⟨

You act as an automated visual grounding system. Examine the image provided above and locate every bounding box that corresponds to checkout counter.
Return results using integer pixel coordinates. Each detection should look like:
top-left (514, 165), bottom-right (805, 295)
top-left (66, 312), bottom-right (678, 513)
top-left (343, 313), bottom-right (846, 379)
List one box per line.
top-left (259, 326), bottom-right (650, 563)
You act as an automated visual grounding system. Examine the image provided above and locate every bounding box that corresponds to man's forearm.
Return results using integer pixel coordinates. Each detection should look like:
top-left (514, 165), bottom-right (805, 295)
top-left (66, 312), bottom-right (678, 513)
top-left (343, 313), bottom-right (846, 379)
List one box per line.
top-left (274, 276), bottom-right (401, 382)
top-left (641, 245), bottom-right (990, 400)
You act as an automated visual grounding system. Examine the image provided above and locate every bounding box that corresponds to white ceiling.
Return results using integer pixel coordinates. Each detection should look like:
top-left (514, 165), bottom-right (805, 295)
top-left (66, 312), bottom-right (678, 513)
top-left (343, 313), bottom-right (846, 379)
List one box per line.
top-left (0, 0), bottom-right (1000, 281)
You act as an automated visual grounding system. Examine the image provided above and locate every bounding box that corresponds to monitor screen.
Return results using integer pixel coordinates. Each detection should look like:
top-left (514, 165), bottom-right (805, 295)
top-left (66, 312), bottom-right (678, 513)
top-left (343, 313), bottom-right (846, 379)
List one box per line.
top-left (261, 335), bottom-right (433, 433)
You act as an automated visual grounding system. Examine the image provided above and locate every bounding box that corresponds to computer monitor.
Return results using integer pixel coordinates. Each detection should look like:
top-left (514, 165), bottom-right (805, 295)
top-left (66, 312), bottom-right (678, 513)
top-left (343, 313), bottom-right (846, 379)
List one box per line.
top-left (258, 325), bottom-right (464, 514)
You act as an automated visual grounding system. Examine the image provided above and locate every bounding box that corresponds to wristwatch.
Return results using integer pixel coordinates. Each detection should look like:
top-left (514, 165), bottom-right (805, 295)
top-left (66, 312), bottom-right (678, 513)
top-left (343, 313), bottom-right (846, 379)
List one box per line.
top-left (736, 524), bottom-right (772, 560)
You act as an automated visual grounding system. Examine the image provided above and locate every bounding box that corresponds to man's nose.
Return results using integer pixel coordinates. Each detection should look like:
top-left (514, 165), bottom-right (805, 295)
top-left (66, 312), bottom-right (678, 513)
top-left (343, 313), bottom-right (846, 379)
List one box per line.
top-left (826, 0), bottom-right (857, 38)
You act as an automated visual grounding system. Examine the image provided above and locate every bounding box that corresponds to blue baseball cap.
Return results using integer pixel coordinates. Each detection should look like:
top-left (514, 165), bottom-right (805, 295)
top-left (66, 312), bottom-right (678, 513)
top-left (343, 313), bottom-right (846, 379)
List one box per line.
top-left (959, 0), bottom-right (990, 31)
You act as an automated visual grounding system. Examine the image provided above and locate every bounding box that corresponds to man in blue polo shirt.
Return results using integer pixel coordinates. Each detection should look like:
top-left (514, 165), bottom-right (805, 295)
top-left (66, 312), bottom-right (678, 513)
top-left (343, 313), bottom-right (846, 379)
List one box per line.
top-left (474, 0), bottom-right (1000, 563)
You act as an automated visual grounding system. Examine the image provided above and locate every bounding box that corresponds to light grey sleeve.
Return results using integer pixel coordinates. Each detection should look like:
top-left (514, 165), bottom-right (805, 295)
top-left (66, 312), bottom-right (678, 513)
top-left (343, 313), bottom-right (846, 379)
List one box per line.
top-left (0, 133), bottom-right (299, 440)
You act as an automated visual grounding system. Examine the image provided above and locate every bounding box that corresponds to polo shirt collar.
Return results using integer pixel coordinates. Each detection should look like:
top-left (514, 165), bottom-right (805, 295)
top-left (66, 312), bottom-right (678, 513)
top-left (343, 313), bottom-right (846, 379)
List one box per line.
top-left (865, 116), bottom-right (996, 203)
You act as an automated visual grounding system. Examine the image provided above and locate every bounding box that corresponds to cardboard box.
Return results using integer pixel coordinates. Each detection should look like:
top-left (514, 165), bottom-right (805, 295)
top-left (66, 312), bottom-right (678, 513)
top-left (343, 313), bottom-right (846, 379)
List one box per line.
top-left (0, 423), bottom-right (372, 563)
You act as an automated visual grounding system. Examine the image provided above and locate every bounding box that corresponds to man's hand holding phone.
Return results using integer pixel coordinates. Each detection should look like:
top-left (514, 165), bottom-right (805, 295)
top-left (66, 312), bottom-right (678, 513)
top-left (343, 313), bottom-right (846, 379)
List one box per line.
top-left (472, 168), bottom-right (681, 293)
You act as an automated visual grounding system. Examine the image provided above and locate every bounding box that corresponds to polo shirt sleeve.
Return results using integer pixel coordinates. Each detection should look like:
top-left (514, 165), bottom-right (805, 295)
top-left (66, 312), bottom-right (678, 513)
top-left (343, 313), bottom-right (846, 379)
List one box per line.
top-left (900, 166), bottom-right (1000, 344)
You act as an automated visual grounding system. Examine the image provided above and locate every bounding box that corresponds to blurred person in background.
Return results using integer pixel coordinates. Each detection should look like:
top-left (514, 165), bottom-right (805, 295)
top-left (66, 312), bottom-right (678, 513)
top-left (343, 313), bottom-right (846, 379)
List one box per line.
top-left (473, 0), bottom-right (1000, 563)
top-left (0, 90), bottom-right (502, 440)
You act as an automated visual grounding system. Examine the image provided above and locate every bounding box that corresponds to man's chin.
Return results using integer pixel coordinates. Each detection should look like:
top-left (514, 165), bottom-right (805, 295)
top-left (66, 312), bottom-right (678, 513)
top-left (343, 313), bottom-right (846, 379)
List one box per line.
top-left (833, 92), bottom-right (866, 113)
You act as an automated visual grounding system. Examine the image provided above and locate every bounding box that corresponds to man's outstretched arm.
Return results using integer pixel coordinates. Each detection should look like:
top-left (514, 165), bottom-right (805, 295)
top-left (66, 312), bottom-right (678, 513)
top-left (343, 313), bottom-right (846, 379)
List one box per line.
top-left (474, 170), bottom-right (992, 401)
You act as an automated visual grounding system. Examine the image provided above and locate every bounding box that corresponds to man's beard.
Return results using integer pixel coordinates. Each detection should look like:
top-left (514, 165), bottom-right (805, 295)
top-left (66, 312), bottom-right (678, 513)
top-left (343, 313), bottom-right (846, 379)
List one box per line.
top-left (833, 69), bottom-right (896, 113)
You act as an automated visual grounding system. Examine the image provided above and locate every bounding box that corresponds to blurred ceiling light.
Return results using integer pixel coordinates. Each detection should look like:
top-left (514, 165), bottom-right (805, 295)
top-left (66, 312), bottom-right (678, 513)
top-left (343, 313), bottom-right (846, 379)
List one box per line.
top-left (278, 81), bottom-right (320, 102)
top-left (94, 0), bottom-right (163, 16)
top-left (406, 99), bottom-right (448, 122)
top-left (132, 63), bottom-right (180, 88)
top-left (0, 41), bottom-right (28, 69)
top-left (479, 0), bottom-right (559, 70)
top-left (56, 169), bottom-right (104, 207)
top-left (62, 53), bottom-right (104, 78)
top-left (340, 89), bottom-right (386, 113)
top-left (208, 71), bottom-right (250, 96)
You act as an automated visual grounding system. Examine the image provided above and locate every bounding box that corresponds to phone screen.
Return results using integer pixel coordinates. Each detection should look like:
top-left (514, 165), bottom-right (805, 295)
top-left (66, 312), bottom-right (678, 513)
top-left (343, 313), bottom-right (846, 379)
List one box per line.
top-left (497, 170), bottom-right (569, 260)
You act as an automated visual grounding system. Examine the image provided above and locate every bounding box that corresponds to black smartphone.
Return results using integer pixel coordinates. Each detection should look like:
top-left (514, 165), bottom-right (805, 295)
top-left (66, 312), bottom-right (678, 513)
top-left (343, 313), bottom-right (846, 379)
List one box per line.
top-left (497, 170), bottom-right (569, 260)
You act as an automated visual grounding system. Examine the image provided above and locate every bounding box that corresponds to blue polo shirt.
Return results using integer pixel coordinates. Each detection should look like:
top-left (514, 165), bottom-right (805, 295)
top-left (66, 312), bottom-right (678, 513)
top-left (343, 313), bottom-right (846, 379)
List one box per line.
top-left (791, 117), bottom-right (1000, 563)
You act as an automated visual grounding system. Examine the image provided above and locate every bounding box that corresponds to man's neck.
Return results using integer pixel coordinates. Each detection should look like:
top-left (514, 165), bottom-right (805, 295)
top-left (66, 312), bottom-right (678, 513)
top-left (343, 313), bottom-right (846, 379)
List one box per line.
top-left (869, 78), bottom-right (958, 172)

⟩
⟨

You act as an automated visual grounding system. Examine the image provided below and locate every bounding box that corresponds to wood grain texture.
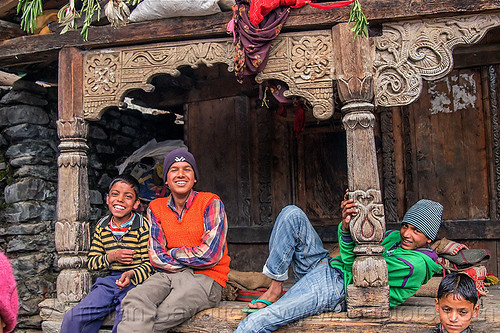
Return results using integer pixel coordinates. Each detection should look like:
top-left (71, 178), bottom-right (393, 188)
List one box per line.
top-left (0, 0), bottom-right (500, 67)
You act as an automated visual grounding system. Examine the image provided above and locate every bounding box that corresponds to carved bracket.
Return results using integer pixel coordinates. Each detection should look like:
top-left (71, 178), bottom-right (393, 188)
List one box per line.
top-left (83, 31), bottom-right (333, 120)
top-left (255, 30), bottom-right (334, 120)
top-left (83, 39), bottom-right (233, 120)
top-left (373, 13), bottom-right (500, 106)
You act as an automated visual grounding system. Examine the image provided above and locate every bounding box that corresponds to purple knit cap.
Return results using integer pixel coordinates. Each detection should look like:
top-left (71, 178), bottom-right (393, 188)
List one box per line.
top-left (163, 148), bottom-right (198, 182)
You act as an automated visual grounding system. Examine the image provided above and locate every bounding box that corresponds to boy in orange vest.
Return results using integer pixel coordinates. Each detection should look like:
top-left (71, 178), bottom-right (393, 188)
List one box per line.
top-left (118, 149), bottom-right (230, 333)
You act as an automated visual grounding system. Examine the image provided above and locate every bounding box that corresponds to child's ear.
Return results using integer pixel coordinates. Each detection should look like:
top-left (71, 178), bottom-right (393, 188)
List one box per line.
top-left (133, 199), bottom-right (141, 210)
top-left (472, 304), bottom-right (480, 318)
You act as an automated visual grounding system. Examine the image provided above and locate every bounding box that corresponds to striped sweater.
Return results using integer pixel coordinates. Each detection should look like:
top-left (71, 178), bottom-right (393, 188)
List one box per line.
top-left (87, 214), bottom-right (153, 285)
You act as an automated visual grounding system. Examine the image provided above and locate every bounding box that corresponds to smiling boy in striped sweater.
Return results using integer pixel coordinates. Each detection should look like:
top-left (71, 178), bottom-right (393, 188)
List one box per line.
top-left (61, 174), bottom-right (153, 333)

⟩
⟨

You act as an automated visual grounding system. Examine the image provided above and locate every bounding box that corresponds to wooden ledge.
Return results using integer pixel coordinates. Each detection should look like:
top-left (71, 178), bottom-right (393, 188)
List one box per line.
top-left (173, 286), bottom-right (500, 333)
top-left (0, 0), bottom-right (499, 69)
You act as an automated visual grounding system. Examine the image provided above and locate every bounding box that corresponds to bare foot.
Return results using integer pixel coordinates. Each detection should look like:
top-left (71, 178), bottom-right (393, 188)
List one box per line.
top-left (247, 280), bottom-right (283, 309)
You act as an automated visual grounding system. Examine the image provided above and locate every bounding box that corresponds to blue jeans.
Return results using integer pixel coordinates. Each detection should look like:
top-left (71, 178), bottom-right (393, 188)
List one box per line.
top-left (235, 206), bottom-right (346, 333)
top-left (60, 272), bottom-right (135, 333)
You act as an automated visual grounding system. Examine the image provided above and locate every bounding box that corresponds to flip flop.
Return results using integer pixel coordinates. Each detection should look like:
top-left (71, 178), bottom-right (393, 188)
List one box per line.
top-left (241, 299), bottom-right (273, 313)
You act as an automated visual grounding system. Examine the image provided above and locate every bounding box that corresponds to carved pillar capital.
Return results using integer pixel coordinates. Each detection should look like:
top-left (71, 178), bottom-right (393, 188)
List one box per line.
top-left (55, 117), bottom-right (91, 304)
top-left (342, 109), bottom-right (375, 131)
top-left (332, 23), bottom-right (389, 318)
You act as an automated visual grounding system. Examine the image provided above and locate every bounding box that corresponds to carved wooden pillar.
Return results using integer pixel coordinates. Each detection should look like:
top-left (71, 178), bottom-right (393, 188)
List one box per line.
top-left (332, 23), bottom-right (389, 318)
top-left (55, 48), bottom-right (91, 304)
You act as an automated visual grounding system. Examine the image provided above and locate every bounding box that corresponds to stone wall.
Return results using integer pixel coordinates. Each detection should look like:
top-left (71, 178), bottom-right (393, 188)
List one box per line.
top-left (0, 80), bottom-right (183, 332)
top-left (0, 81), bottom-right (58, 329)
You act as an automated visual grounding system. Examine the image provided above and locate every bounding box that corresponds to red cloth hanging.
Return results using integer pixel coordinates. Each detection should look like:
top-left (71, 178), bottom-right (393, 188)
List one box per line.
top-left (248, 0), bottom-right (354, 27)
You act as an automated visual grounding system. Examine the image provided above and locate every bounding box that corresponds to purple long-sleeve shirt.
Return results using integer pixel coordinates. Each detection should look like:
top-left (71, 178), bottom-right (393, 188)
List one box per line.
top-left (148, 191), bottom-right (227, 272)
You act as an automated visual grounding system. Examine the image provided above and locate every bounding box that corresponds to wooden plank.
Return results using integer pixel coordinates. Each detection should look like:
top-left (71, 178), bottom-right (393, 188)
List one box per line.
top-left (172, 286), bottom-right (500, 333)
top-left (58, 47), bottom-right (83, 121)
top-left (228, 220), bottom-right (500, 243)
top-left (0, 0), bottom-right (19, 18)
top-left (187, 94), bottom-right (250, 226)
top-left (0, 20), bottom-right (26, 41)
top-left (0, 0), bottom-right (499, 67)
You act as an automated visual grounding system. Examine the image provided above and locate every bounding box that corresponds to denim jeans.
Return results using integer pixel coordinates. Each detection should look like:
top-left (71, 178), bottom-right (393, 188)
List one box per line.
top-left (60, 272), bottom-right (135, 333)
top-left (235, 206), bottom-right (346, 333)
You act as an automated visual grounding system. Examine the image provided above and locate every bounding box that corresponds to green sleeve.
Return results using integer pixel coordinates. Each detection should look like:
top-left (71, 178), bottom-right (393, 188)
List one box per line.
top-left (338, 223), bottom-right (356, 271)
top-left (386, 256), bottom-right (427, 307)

⟩

## WHAT THE TASK ASKS
Copy out everything from the line containing "to cardboard box." down to the line containing "top-left (0, 423), bottom-right (372, 563)", and nothing else, swapping "cardboard box" for "shipping carton". Leave all the other wording as is.

## TASK OUTPUT
You act as an automated visual grounding system. Examine the image provided above and locate every bounding box that corresponds to shipping carton.
Return results using integer pixel coordinates. Each detection should look like:
top-left (514, 165), bottom-right (805, 295)
top-left (66, 312), bottom-right (678, 513)
top-left (343, 313), bottom-right (846, 379)
List one box per line.
top-left (0, 423), bottom-right (372, 563)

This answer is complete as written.